▶ [What the task requires]: Rewrite the material below with "whereabouts" swapped for "location" wherever it occurs, changing nothing else.

=======

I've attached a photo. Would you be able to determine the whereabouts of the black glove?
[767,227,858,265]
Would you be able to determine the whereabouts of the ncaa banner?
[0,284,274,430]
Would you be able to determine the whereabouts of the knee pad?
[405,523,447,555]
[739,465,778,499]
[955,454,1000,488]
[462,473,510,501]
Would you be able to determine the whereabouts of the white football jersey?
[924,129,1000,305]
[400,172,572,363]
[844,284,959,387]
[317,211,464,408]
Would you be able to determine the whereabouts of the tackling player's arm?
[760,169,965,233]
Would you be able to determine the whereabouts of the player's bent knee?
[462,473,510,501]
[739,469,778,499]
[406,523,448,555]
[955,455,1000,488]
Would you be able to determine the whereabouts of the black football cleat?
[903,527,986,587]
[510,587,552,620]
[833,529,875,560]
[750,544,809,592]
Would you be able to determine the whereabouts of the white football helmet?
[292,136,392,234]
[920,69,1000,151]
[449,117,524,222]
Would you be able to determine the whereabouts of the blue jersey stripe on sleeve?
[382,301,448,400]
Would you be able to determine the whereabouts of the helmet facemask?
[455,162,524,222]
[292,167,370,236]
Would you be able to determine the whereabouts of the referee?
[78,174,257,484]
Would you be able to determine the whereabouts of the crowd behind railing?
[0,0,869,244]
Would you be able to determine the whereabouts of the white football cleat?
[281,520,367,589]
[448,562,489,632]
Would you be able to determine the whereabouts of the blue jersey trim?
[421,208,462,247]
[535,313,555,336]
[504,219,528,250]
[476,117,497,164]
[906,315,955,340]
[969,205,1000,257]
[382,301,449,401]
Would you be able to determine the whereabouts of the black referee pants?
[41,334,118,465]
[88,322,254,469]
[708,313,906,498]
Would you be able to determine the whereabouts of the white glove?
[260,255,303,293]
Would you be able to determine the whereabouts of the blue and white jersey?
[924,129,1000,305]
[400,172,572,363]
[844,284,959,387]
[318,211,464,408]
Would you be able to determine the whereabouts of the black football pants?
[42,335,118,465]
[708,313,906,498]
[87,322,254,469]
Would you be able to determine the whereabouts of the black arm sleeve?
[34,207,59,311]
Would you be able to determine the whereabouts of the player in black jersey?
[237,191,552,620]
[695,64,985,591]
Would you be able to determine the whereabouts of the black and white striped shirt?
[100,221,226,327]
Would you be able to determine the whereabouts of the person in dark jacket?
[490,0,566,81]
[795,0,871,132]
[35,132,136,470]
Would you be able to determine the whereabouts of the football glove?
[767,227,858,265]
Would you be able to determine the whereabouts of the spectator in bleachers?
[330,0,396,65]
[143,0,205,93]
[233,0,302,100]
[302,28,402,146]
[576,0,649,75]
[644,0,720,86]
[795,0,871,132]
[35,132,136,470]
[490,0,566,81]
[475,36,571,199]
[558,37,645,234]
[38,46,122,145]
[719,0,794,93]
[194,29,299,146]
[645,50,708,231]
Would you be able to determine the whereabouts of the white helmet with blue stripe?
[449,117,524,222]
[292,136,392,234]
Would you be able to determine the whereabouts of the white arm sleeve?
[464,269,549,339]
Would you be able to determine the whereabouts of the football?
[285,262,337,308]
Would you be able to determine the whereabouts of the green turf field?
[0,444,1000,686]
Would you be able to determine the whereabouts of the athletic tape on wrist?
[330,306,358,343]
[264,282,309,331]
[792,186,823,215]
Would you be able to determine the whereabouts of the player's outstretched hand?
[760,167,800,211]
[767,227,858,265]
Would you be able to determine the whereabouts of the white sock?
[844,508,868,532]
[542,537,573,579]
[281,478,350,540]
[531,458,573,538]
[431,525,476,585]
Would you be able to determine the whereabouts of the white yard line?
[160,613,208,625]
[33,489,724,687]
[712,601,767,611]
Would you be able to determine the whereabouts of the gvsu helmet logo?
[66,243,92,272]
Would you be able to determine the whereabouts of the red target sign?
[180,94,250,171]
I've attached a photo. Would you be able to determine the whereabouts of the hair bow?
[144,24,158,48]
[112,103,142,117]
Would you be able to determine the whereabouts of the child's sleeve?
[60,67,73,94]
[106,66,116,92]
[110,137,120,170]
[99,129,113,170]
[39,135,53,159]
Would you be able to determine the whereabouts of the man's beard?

=======

▶ [Reply]:
I've attached a photo. Would you be able to determine the location of the black glove?
[767,227,858,265]
Would you be able to determine the location of the ncaa banner?
[0,284,274,430]
Would you be able to determine the location of the knee pad?
[405,523,447,555]
[739,465,778,499]
[955,454,1000,488]
[462,473,510,501]
Would you be able to determine the location of the white football jersey?
[924,129,1000,305]
[400,172,572,363]
[844,284,959,387]
[317,211,464,408]
Would you be able to determine the location of the tackling player's arm?
[760,169,965,233]
Would you be able to determine the location of the player's bent knee?
[462,473,510,501]
[739,469,778,499]
[406,523,448,555]
[955,455,1000,488]
Would you be able to determine the location of the black football cleat?
[903,527,986,587]
[510,587,552,620]
[833,529,875,560]
[750,544,809,592]
Would you be able to determine the location of the white football helmet?
[292,136,392,234]
[920,69,1000,151]
[449,117,524,222]
Would you be able to determine the location of the blue jersey stripe on sleeve?
[382,301,448,400]
Would you be able to determine the location of the helmet facemask?
[455,162,524,222]
[292,167,370,236]
Would you be able to determine the location of the referee?
[78,174,257,484]
Would you be able to determine the location of the crowd behind railing?
[0,0,869,244]
Would you be able to determine the location of the white football cleat?
[281,520,367,589]
[448,562,489,632]
Would you be able to determine the location of the blue jersey trim?
[421,208,462,247]
[535,313,555,336]
[504,219,528,250]
[476,117,497,164]
[906,315,955,340]
[969,205,1000,257]
[382,301,449,401]
Would you be able to determine the location of the black referee pants?
[41,334,118,465]
[88,322,254,469]
[708,313,906,498]
Would you be able to determine the location of the white glove?
[260,255,303,293]
Would you be able to determine the location of the blue and white jersey?
[924,129,1000,305]
[400,172,572,363]
[844,284,959,387]
[318,211,464,408]
Would you be able to determine the location of the black football pants?
[42,335,118,465]
[708,313,906,498]
[87,322,254,469]
Would you be able to determine the location of the black arm sleeve?
[34,207,59,311]
Would you be able to determine the location of the player in black jersey?
[237,191,552,620]
[695,64,985,591]
Would you be able to determine the location of the black and white striped shirt?
[100,221,226,327]
Would you be able to determine the location of the person in dark jacket?
[490,0,566,81]
[795,0,871,132]
[35,132,136,470]
Would you be able to determine the location of the football glove?
[767,227,858,265]
Would you be able to determine the location of the spectator in bleachers?
[330,0,396,65]
[143,0,205,93]
[233,0,302,100]
[302,28,402,146]
[576,0,649,75]
[644,0,720,86]
[795,0,871,132]
[35,132,136,470]
[490,0,566,81]
[475,36,571,199]
[558,37,645,234]
[38,46,122,145]
[719,0,794,93]
[194,29,299,146]
[645,50,708,231]
Would you be able to determine the location of the white helmet with blue stripe?
[449,117,524,222]
[292,136,392,234]
Would you be able to determine the location of the white arm sleeve?
[464,269,549,339]
Would you be able to determine the location of the football?
[285,262,337,308]
Would you be able to determine the location of the green turf field?
[0,444,1000,686]
Would you be able to determine the location of the athletic tape on wrist?
[330,306,358,343]
[264,282,309,331]
[792,186,823,215]
Would you be able to determine the location of the player's outstretched hand?
[760,167,800,211]
[767,227,858,265]
Would you be able to determine the location of the white sock?
[844,508,868,532]
[542,537,573,579]
[281,478,350,540]
[531,458,573,538]
[431,525,476,585]
Would you be able to determine the location of the white yard line?
[160,613,208,625]
[33,489,724,687]
[712,601,767,611]
Would you be able to determine the location of the gvsu helmet logo?
[66,243,92,272]
Would you be able to determine the location of the red target sign?
[180,94,250,171]
I've attached a photo. Would you be able to determine the location of the hair bow?
[144,24,158,48]
[112,103,142,117]
Would you be able to determine the location of the child's sleeve?
[60,67,73,94]
[106,66,116,92]
[110,137,120,170]
[99,129,113,170]
[39,135,53,159]
Would you be able to determine the location of the man's beard?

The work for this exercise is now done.